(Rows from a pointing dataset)
※

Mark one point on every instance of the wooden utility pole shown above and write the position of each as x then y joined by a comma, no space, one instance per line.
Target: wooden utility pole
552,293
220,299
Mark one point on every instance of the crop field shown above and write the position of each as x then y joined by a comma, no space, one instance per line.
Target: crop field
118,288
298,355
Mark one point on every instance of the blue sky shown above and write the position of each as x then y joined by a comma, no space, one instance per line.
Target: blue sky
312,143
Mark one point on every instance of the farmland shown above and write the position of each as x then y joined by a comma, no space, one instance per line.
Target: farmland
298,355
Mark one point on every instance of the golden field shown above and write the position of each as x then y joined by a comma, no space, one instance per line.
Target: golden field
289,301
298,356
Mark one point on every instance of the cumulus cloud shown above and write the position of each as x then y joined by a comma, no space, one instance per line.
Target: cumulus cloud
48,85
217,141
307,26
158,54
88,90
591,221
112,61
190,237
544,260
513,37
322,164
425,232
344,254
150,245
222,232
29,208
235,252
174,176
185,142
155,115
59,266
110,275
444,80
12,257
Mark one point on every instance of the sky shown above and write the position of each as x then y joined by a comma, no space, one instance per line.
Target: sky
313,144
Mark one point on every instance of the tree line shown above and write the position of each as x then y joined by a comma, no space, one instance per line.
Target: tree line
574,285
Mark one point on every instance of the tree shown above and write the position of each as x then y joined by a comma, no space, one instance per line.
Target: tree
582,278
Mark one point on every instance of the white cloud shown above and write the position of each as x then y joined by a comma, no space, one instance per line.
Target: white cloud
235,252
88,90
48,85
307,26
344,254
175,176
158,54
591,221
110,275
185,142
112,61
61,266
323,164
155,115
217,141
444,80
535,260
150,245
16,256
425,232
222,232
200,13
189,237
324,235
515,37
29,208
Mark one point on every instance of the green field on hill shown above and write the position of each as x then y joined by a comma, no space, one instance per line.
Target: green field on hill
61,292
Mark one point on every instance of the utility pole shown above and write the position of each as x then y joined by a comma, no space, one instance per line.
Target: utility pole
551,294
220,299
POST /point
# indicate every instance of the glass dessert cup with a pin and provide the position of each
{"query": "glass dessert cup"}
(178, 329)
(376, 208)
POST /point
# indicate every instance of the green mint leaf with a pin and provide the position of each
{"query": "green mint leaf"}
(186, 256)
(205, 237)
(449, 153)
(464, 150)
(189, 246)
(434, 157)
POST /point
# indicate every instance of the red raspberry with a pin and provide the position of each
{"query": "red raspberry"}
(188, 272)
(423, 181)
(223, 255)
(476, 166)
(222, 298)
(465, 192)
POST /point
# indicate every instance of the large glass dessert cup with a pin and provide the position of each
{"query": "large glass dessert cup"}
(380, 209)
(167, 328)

※

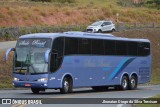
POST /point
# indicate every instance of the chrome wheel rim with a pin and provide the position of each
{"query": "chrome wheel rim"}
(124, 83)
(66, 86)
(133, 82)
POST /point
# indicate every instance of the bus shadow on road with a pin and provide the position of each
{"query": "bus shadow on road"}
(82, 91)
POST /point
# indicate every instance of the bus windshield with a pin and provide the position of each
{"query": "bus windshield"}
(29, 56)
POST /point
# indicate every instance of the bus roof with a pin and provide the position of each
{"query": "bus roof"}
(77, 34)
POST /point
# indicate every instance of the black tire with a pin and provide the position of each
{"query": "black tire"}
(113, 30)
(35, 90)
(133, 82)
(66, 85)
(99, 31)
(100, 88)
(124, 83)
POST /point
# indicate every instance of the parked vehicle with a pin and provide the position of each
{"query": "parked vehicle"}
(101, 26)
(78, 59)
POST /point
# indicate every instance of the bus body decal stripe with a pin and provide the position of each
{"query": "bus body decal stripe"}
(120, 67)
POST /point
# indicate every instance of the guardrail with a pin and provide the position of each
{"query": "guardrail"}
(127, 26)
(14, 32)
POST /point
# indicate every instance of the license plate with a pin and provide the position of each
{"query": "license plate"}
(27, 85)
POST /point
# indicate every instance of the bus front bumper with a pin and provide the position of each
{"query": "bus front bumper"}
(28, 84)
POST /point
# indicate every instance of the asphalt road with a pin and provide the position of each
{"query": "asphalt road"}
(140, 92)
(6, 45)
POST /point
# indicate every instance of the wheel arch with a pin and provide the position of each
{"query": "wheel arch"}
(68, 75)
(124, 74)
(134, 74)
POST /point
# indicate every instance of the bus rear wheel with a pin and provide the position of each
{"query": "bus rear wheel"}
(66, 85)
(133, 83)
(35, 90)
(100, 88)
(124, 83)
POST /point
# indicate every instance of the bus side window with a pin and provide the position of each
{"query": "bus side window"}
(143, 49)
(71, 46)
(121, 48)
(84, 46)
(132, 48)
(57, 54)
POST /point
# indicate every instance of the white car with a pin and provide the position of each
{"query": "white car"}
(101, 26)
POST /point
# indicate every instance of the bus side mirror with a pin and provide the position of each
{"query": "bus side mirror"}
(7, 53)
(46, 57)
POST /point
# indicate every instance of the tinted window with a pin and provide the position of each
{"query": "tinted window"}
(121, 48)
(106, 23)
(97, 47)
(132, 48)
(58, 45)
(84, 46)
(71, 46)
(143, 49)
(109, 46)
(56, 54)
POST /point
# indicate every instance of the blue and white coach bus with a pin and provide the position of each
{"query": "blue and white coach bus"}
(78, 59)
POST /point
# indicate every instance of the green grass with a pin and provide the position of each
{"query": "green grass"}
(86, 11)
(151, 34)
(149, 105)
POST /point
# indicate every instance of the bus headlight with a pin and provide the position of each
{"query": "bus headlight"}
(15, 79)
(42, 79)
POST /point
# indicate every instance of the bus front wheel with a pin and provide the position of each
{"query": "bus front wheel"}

※

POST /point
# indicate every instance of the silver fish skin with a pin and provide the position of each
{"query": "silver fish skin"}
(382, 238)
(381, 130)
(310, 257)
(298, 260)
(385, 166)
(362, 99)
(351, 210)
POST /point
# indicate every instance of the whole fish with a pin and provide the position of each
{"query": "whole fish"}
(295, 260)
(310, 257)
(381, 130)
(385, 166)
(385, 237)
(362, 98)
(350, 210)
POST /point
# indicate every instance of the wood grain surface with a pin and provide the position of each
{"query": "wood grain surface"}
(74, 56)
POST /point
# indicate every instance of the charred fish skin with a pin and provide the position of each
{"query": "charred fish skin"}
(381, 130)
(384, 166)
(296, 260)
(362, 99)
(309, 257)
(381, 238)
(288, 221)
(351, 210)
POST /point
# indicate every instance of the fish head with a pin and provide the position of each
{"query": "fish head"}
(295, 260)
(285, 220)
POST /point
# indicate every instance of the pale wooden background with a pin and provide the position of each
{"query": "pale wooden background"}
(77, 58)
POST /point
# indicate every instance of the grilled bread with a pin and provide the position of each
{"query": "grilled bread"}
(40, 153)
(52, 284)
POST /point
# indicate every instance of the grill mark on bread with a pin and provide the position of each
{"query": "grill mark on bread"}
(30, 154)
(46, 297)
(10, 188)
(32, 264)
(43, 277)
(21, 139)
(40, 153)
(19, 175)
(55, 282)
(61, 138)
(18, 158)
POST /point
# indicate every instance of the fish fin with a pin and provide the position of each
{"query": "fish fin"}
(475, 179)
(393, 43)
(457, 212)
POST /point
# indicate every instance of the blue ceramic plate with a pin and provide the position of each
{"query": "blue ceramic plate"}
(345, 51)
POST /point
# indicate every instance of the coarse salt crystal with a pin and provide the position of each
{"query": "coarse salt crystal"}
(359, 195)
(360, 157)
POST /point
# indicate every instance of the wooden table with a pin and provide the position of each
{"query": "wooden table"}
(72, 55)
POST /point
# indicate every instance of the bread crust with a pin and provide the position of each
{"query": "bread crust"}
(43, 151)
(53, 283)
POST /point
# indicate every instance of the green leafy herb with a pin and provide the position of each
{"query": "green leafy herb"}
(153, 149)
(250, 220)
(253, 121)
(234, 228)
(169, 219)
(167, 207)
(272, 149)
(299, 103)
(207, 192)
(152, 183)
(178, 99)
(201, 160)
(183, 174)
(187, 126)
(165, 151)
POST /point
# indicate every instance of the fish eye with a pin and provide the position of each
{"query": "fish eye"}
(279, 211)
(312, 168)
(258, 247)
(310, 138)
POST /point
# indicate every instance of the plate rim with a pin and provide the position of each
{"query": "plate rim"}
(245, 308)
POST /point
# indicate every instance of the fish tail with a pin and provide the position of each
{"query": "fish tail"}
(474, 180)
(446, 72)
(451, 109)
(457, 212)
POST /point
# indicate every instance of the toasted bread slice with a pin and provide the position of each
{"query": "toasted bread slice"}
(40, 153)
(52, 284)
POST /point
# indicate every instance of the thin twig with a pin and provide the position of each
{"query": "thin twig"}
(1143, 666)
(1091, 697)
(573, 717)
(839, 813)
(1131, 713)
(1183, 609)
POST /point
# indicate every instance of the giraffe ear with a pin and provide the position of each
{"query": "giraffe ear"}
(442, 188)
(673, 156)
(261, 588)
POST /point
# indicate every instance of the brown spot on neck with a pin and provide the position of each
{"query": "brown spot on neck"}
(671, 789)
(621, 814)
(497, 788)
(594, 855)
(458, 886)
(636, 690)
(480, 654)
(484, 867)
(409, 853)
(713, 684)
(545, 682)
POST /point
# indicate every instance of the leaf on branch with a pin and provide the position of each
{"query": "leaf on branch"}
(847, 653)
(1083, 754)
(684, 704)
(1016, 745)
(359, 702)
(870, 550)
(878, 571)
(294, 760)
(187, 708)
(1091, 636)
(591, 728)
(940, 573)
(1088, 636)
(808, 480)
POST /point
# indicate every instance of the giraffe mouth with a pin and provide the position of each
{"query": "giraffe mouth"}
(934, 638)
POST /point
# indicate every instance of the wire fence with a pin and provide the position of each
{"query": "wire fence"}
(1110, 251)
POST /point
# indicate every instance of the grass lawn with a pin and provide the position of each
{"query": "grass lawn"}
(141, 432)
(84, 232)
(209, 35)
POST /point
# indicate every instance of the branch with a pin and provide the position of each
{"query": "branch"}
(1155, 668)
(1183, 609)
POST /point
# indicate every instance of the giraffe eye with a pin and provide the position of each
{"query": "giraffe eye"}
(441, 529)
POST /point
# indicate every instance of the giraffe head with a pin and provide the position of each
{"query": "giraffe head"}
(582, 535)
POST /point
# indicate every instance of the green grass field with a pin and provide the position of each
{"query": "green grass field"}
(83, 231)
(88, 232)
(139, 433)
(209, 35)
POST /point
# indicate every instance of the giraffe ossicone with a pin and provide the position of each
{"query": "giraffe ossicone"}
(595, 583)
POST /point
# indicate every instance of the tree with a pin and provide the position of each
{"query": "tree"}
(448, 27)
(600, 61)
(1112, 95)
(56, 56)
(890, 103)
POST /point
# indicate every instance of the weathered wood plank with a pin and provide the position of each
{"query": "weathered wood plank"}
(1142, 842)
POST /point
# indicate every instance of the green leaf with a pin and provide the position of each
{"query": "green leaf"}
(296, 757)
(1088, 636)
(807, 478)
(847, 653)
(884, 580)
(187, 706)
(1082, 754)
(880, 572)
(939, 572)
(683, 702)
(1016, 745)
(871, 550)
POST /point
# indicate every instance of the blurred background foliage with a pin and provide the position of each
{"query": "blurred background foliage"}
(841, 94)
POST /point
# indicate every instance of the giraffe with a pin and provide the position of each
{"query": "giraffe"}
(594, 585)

※

> **WHAT THIS TASK INVOLVES**
Return every line of the data above that contains the word "surface", treating uppercase and lowercase as distinct.

> **ANSWER TO THE PROBLEM**
# indicate every instance of the wood grain surface with a pin and provide the position of each
{"query": "wood grain surface"}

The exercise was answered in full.